= Given instruction =
Please arrange the lines of the entries below, from the line containing "If you could tag the street" up to and including the line containing "(1090, 821)", as a JSON list of strings with one string per line. Leave out blank lines and include nothing outside that span.

= Dataset items =
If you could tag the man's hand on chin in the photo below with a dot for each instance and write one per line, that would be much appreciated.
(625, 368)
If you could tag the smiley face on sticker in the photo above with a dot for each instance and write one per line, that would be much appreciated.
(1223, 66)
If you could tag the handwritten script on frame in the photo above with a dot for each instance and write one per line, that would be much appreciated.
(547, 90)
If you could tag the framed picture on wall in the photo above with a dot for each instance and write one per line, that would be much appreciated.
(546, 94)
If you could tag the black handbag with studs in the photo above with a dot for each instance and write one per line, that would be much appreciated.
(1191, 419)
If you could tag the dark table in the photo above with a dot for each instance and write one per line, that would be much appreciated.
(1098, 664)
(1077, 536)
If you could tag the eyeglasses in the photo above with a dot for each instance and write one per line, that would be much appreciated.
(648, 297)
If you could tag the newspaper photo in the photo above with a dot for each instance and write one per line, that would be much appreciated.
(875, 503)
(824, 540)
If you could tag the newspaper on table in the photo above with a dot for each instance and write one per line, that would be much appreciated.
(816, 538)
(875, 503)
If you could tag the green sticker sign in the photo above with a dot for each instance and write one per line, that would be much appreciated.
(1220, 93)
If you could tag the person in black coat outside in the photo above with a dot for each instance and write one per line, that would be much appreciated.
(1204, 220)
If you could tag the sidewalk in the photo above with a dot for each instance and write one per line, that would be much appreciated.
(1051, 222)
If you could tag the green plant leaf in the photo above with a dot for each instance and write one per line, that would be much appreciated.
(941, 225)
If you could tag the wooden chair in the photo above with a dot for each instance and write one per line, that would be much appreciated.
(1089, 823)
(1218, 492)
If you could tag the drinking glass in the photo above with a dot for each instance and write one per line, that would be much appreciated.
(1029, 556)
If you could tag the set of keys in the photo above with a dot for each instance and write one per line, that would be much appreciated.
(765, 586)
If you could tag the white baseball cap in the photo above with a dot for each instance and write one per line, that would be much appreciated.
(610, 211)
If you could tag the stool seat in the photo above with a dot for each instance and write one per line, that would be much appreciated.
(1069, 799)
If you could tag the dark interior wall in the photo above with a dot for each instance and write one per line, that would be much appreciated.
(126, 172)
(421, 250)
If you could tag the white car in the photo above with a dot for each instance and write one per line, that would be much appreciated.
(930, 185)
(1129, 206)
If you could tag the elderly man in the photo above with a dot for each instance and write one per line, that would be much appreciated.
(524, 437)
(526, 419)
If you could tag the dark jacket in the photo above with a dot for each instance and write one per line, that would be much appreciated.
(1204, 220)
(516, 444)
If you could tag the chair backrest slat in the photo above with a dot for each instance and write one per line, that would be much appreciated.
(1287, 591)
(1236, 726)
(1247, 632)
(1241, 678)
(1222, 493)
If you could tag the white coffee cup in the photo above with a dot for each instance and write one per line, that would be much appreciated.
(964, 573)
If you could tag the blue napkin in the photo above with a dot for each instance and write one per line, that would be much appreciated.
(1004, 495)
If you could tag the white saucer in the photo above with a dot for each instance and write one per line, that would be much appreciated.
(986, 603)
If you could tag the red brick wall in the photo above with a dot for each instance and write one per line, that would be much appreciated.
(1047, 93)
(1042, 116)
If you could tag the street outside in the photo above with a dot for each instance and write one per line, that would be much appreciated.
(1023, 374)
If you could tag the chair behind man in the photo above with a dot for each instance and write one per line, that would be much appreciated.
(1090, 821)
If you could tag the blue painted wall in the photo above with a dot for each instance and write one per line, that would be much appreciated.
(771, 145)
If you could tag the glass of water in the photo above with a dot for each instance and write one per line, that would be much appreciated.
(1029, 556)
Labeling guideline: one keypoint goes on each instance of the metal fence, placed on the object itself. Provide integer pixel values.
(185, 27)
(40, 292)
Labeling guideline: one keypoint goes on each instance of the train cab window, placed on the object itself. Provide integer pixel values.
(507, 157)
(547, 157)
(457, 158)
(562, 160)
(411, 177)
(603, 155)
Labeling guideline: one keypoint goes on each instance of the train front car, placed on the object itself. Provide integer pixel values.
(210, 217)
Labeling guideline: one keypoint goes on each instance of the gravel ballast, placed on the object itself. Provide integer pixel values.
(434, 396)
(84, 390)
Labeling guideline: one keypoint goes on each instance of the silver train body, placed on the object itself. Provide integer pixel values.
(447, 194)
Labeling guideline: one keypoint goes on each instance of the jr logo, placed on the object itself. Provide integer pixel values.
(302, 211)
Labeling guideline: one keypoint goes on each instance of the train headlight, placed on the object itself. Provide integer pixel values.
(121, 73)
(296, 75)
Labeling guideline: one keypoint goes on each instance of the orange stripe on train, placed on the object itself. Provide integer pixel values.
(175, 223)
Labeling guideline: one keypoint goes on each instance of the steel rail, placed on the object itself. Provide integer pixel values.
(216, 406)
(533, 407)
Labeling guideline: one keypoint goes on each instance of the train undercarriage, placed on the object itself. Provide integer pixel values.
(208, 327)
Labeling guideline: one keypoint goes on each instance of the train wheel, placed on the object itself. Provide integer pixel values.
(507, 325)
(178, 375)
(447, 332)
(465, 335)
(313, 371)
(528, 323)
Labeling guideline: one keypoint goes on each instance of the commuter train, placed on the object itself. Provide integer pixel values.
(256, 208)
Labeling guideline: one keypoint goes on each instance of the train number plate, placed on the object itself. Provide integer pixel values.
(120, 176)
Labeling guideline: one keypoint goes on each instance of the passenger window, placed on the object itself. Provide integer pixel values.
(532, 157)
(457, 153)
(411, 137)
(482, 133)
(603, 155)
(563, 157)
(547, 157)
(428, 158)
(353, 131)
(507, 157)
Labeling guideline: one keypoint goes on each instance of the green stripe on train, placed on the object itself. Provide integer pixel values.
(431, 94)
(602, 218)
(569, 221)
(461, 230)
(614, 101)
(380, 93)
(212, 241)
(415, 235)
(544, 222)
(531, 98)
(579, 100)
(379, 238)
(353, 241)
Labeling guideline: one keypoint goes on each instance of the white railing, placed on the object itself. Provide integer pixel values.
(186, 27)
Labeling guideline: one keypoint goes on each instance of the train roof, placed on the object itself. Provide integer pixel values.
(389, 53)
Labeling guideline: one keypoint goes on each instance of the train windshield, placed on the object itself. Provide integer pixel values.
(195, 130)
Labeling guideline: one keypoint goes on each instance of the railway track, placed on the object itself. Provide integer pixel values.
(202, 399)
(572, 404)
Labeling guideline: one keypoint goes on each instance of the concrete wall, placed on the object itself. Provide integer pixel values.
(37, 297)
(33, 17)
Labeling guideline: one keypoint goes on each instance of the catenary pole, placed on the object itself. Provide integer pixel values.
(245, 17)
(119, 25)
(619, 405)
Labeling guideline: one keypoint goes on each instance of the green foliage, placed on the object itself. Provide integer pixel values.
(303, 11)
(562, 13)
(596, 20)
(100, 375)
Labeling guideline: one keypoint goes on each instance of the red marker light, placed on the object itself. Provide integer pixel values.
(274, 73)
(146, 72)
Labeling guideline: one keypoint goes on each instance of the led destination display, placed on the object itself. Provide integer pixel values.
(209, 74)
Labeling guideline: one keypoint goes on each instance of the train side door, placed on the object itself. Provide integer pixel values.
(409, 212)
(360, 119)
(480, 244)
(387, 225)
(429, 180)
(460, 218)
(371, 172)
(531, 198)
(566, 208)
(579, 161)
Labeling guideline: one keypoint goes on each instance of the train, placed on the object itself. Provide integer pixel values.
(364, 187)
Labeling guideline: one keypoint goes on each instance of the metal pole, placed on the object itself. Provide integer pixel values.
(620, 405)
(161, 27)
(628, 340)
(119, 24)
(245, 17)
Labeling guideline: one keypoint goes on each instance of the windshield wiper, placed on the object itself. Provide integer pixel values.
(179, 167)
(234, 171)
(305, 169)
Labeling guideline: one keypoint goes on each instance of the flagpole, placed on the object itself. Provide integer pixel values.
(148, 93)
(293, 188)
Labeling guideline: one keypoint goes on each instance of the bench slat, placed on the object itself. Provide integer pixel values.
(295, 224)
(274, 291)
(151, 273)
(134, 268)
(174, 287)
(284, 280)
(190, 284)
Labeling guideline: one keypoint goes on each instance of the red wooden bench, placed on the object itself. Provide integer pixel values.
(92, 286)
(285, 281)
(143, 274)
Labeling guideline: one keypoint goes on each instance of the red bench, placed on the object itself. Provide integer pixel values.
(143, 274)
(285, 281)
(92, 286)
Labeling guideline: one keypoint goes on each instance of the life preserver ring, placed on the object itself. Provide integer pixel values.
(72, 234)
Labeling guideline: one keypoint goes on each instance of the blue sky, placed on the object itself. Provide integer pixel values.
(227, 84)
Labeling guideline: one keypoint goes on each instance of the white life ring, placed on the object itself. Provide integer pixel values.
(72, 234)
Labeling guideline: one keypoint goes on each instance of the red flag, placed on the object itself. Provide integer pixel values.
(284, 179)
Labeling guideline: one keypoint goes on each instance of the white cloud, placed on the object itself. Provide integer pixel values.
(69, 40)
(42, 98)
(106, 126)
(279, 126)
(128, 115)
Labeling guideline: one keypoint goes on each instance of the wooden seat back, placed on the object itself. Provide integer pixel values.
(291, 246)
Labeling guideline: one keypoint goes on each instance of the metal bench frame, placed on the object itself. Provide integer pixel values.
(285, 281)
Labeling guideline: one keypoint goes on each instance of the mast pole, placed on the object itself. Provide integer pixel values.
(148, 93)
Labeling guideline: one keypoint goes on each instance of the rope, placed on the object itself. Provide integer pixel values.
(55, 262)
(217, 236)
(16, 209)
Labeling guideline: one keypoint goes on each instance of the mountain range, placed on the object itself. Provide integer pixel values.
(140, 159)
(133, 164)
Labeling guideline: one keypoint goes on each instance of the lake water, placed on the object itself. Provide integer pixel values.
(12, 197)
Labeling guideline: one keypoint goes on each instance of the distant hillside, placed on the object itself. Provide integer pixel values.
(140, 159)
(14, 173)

= Answer to this problem =
[
  "If you could tag the street outside in the photo above with a dot for each instance and write one per line, that would be much appreciated.",
  "(1023, 374)",
  "If you could tag the chair behind man in the photo above with a dot for each instance and write one per line, that would be much appreciated.",
  "(1090, 821)"
]